## Goal
Render the listing below as a JSON array of strings, with one string per line and no blank lines.

## Records for this exercise
--- Start ---

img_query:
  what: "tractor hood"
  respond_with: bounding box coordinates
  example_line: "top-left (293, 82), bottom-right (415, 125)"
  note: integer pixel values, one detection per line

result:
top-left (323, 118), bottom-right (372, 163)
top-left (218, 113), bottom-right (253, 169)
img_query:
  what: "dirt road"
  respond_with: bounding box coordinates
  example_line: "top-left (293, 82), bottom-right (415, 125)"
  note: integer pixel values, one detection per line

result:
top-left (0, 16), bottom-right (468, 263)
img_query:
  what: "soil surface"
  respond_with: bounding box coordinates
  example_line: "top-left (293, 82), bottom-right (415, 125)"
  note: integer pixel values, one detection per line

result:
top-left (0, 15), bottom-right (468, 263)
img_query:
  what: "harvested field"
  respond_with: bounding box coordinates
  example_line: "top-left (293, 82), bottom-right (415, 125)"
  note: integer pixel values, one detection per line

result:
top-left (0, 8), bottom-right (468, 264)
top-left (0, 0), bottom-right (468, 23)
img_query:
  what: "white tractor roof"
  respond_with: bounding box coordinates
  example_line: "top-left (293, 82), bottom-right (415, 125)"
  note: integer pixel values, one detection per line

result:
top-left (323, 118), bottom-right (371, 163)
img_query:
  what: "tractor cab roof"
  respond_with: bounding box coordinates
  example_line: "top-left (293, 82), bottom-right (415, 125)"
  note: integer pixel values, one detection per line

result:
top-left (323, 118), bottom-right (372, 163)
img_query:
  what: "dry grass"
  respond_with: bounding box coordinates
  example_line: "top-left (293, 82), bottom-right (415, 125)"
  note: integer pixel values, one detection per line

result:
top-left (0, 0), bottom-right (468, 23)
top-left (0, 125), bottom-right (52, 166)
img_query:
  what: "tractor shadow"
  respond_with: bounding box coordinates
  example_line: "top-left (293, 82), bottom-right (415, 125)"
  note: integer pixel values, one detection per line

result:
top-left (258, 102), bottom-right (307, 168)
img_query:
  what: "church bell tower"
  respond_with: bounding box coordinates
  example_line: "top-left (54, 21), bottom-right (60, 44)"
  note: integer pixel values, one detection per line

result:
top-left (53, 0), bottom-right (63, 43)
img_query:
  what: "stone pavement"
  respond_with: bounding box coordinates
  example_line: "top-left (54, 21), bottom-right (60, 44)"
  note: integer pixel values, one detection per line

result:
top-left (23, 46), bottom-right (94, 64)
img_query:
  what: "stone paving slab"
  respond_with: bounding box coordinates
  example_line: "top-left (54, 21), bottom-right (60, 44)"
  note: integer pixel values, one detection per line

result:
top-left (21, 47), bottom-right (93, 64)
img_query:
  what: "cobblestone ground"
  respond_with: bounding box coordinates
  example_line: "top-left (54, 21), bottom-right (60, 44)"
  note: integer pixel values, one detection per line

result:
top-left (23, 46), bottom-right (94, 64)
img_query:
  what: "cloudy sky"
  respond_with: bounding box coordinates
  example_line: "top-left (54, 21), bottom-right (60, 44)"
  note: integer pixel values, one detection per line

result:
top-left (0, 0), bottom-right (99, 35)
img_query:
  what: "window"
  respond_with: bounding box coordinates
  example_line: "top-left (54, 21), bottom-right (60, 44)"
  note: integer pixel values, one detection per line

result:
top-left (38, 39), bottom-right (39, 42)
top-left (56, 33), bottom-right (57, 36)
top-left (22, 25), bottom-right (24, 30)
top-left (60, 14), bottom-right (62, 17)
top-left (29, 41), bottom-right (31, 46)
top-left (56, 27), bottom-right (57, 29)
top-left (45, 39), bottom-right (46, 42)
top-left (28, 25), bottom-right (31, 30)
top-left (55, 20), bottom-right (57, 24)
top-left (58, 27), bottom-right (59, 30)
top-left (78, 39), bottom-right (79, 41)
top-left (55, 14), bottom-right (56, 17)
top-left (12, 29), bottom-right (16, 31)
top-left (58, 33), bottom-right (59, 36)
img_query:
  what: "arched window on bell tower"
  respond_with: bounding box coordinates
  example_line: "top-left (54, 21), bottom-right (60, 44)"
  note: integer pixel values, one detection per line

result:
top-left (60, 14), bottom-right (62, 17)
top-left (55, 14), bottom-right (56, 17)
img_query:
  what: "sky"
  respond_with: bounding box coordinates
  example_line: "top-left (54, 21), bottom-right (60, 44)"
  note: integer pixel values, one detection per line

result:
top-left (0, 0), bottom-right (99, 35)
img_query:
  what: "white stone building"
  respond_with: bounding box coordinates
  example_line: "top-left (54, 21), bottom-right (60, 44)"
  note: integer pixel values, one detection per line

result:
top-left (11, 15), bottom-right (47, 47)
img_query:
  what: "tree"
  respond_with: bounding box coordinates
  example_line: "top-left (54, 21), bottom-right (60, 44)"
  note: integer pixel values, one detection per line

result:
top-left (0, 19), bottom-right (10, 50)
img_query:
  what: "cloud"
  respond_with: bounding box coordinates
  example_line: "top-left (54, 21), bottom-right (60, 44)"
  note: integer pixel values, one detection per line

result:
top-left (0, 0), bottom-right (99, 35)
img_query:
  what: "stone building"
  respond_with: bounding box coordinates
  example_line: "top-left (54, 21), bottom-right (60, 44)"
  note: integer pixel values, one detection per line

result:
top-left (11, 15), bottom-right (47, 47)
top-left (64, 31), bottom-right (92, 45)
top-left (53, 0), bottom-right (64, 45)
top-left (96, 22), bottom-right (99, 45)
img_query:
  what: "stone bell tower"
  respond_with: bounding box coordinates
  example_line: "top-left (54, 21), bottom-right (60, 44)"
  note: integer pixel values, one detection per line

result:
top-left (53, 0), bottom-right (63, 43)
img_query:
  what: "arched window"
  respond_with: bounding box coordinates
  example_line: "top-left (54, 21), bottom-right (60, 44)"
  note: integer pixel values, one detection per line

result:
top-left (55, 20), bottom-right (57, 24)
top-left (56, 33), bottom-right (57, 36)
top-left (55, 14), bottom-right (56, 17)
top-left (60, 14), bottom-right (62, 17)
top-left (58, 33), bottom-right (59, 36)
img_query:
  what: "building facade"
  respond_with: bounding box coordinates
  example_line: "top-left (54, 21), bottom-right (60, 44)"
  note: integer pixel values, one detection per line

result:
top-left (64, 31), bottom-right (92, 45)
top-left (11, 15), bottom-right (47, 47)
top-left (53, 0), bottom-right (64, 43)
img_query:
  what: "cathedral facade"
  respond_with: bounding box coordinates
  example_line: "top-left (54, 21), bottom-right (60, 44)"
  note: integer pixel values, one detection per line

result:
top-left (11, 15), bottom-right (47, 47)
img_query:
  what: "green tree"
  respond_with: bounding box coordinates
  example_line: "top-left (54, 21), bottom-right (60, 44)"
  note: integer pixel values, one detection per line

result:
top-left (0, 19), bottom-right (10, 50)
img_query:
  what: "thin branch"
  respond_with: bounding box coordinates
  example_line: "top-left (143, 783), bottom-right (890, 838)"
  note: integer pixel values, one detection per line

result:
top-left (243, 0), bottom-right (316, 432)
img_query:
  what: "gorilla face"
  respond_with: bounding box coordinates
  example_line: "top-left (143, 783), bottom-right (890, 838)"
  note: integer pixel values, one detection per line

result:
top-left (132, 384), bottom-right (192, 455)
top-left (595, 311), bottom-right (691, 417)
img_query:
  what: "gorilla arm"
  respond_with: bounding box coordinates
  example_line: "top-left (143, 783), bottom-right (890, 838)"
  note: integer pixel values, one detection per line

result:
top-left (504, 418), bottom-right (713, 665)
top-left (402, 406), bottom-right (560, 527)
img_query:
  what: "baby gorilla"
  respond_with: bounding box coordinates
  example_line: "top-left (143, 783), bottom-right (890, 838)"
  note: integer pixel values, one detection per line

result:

--- End ---

## Final result
[
  "img_query:",
  "  what: \"tractor hood\"",
  "  respond_with: bounding box coordinates",
  "  example_line: \"top-left (293, 82), bottom-right (415, 125)\"",
  "  note: integer pixel values, one detection per line",
  "result:",
  "top-left (323, 118), bottom-right (372, 163)",
  "top-left (218, 113), bottom-right (253, 169)",
  "img_query:",
  "  what: \"dirt road\"",
  "  respond_with: bounding box coordinates",
  "  example_line: \"top-left (293, 82), bottom-right (415, 125)\"",
  "  note: integer pixel values, one detection per line",
  "result:",
  "top-left (0, 16), bottom-right (468, 263)",
  "img_query:",
  "  what: \"soil surface\"",
  "  respond_with: bounding box coordinates",
  "  example_line: \"top-left (293, 82), bottom-right (415, 125)\"",
  "  note: integer pixel values, one detection per line",
  "result:",
  "top-left (0, 15), bottom-right (468, 263)",
  "img_query:",
  "  what: \"harvested field\"",
  "  respond_with: bounding box coordinates",
  "  example_line: \"top-left (293, 82), bottom-right (415, 125)\"",
  "  note: integer pixel values, one detection per line",
  "result:",
  "top-left (0, 8), bottom-right (468, 264)",
  "top-left (0, 0), bottom-right (468, 23)",
  "img_query:",
  "  what: \"white tractor roof\"",
  "  respond_with: bounding box coordinates",
  "  example_line: \"top-left (293, 82), bottom-right (415, 125)\"",
  "  note: integer pixel values, one detection per line",
  "result:",
  "top-left (323, 118), bottom-right (371, 163)",
  "img_query:",
  "  what: \"tractor cab roof\"",
  "  respond_with: bounding box coordinates",
  "  example_line: \"top-left (293, 82), bottom-right (415, 125)\"",
  "  note: integer pixel values, one detection per line",
  "result:",
  "top-left (323, 118), bottom-right (372, 163)",
  "img_query:",
  "  what: \"dry grass\"",
  "  respond_with: bounding box coordinates",
  "  example_line: \"top-left (293, 82), bottom-right (415, 125)\"",
  "  note: integer pixel values, one detection per line",
  "result:",
  "top-left (0, 0), bottom-right (468, 23)",
  "top-left (0, 125), bottom-right (52, 166)",
  "img_query:",
  "  what: \"tractor shadow\"",
  "  respond_with: bounding box coordinates",
  "  example_line: \"top-left (293, 82), bottom-right (415, 125)\"",
  "  note: integer pixel values, one detection per line",
  "result:",
  "top-left (258, 102), bottom-right (307, 168)",
  "img_query:",
  "  what: \"church bell tower\"",
  "  respond_with: bounding box coordinates",
  "  example_line: \"top-left (54, 21), bottom-right (60, 44)\"",
  "  note: integer pixel values, one detection per line",
  "result:",
  "top-left (53, 0), bottom-right (63, 43)",
  "img_query:",
  "  what: \"stone pavement\"",
  "  respond_with: bounding box coordinates",
  "  example_line: \"top-left (54, 21), bottom-right (60, 44)\"",
  "  note: integer pixel values, one detection per line",
  "result:",
  "top-left (23, 46), bottom-right (94, 64)",
  "img_query:",
  "  what: \"stone paving slab\"",
  "  respond_with: bounding box coordinates",
  "  example_line: \"top-left (54, 21), bottom-right (60, 44)\"",
  "  note: integer pixel values, one detection per line",
  "result:",
  "top-left (21, 47), bottom-right (93, 64)",
  "img_query:",
  "  what: \"cobblestone ground\"",
  "  respond_with: bounding box coordinates",
  "  example_line: \"top-left (54, 21), bottom-right (60, 44)\"",
  "  note: integer pixel values, one detection per line",
  "result:",
  "top-left (23, 46), bottom-right (94, 64)",
  "img_query:",
  "  what: \"cloudy sky\"",
  "  respond_with: bounding box coordinates",
  "  example_line: \"top-left (54, 21), bottom-right (60, 44)\"",
  "  note: integer pixel values, one detection per line",
  "result:",
  "top-left (0, 0), bottom-right (99, 35)",
  "img_query:",
  "  what: \"window\"",
  "  respond_with: bounding box coordinates",
  "  example_line: \"top-left (54, 21), bottom-right (60, 44)\"",
  "  note: integer pixel values, one detection per line",
  "result:",
  "top-left (38, 39), bottom-right (39, 42)",
  "top-left (56, 33), bottom-right (57, 36)",
  "top-left (22, 25), bottom-right (24, 30)",
  "top-left (60, 14), bottom-right (62, 17)",
  "top-left (29, 41), bottom-right (31, 46)",
  "top-left (56, 27), bottom-right (57, 29)",
  "top-left (45, 39), bottom-right (46, 42)",
  "top-left (28, 25), bottom-right (31, 30)",
  "top-left (55, 20), bottom-right (57, 24)",
  "top-left (58, 27), bottom-right (59, 30)",
  "top-left (78, 39), bottom-right (79, 41)",
  "top-left (55, 14), bottom-right (56, 17)",
  "top-left (12, 29), bottom-right (16, 31)",
  "top-left (58, 33), bottom-right (59, 36)",
  "img_query:",
  "  what: \"arched window on bell tower\"",
  "  respond_with: bounding box coordinates",
  "  example_line: \"top-left (54, 21), bottom-right (60, 44)\"",
  "  note: integer pixel values, one detection per line",
  "result:",
  "top-left (60, 14), bottom-right (62, 17)",
  "top-left (55, 14), bottom-right (56, 17)",
  "img_query:",
  "  what: \"sky\"",
  "  respond_with: bounding box coordinates",
  "  example_line: \"top-left (54, 21), bottom-right (60, 44)\"",
  "  note: integer pixel values, one detection per line",
  "result:",
  "top-left (0, 0), bottom-right (99, 35)",
  "img_query:",
  "  what: \"white stone building\"",
  "  respond_with: bounding box coordinates",
  "  example_line: \"top-left (54, 21), bottom-right (60, 44)\"",
  "  note: integer pixel values, one detection per line",
  "result:",
  "top-left (11, 15), bottom-right (47, 47)",
  "img_query:",
  "  what: \"tree\"",
  "  respond_with: bounding box coordinates",
  "  example_line: \"top-left (54, 21), bottom-right (60, 44)\"",
  "  note: integer pixel values, one detection per line",
  "result:",
  "top-left (0, 19), bottom-right (10, 50)",
  "img_query:",
  "  what: \"cloud\"",
  "  respond_with: bounding box coordinates",
  "  example_line: \"top-left (54, 21), bottom-right (60, 44)\"",
  "  note: integer pixel values, one detection per line",
  "result:",
  "top-left (0, 0), bottom-right (99, 35)",
  "img_query:",
  "  what: \"stone building\"",
  "  respond_with: bounding box coordinates",
  "  example_line: \"top-left (54, 21), bottom-right (60, 44)\"",
  "  note: integer pixel values, one detection per line",
  "result:",
  "top-left (11, 15), bottom-right (47, 47)",
  "top-left (64, 31), bottom-right (92, 45)",
  "top-left (53, 0), bottom-right (64, 45)",
  "top-left (96, 22), bottom-right (99, 45)",
  "img_query:",
  "  what: \"stone bell tower\"",
  "  respond_with: bounding box coordinates",
  "  example_line: \"top-left (54, 21), bottom-right (60, 44)\"",
  "  note: integer pixel values, one detection per line",
  "result:",
  "top-left (53, 0), bottom-right (63, 43)",
  "img_query:",
  "  what: \"arched window\"",
  "  respond_with: bounding box coordinates",
  "  example_line: \"top-left (54, 21), bottom-right (60, 44)\"",
  "  note: integer pixel values, one detection per line",
  "result:",
  "top-left (55, 20), bottom-right (57, 24)",
  "top-left (56, 33), bottom-right (57, 36)",
  "top-left (55, 14), bottom-right (56, 17)",
  "top-left (60, 14), bottom-right (62, 17)",
  "top-left (58, 33), bottom-right (59, 36)",
  "img_query:",
  "  what: \"building facade\"",
  "  respond_with: bounding box coordinates",
  "  example_line: \"top-left (54, 21), bottom-right (60, 44)\"",
  "  note: integer pixel values, one detection per line",
  "result:",
  "top-left (64, 31), bottom-right (92, 45)",
  "top-left (11, 15), bottom-right (47, 47)",
  "top-left (53, 0), bottom-right (64, 43)",
  "img_query:",
  "  what: \"cathedral facade\"",
  "  respond_with: bounding box coordinates",
  "  example_line: \"top-left (54, 21), bottom-right (60, 44)\"",
  "  note: integer pixel values, one detection per line",
  "result:",
  "top-left (11, 15), bottom-right (47, 47)",
  "img_query:",
  "  what: \"green tree\"",
  "  respond_with: bounding box coordinates",
  "  example_line: \"top-left (54, 21), bottom-right (60, 44)\"",
  "  note: integer pixel values, one detection per line",
  "result:",
  "top-left (0, 19), bottom-right (10, 50)",
  "img_query:",
  "  what: \"thin branch\"",
  "  respond_with: bounding box coordinates",
  "  example_line: \"top-left (143, 783), bottom-right (890, 838)\"",
  "  note: integer pixel values, one detection per line",
  "result:",
  "top-left (243, 0), bottom-right (316, 432)",
  "img_query:",
  "  what: \"gorilla face\"",
  "  respond_with: bounding box coordinates",
  "  example_line: \"top-left (143, 783), bottom-right (890, 838)\"",
  "  note: integer pixel values, one detection per line",
  "result:",
  "top-left (132, 384), bottom-right (192, 455)",
  "top-left (595, 311), bottom-right (691, 417)",
  "img_query:",
  "  what: \"gorilla arm\"",
  "  respond_with: bounding box coordinates",
  "  example_line: \"top-left (143, 783), bottom-right (890, 838)\"",
  "  note: integer pixel values, one detection per line",
  "result:",
  "top-left (504, 418), bottom-right (713, 665)",
  "top-left (402, 406), bottom-right (560, 527)",
  "img_query:",
  "  what: \"baby gorilla\"",
  "  respond_with: bounding box coordinates",
  "  example_line: \"top-left (143, 783), bottom-right (890, 838)\"",
  "  note: integer pixel values, one detection per line",
  "result:"
]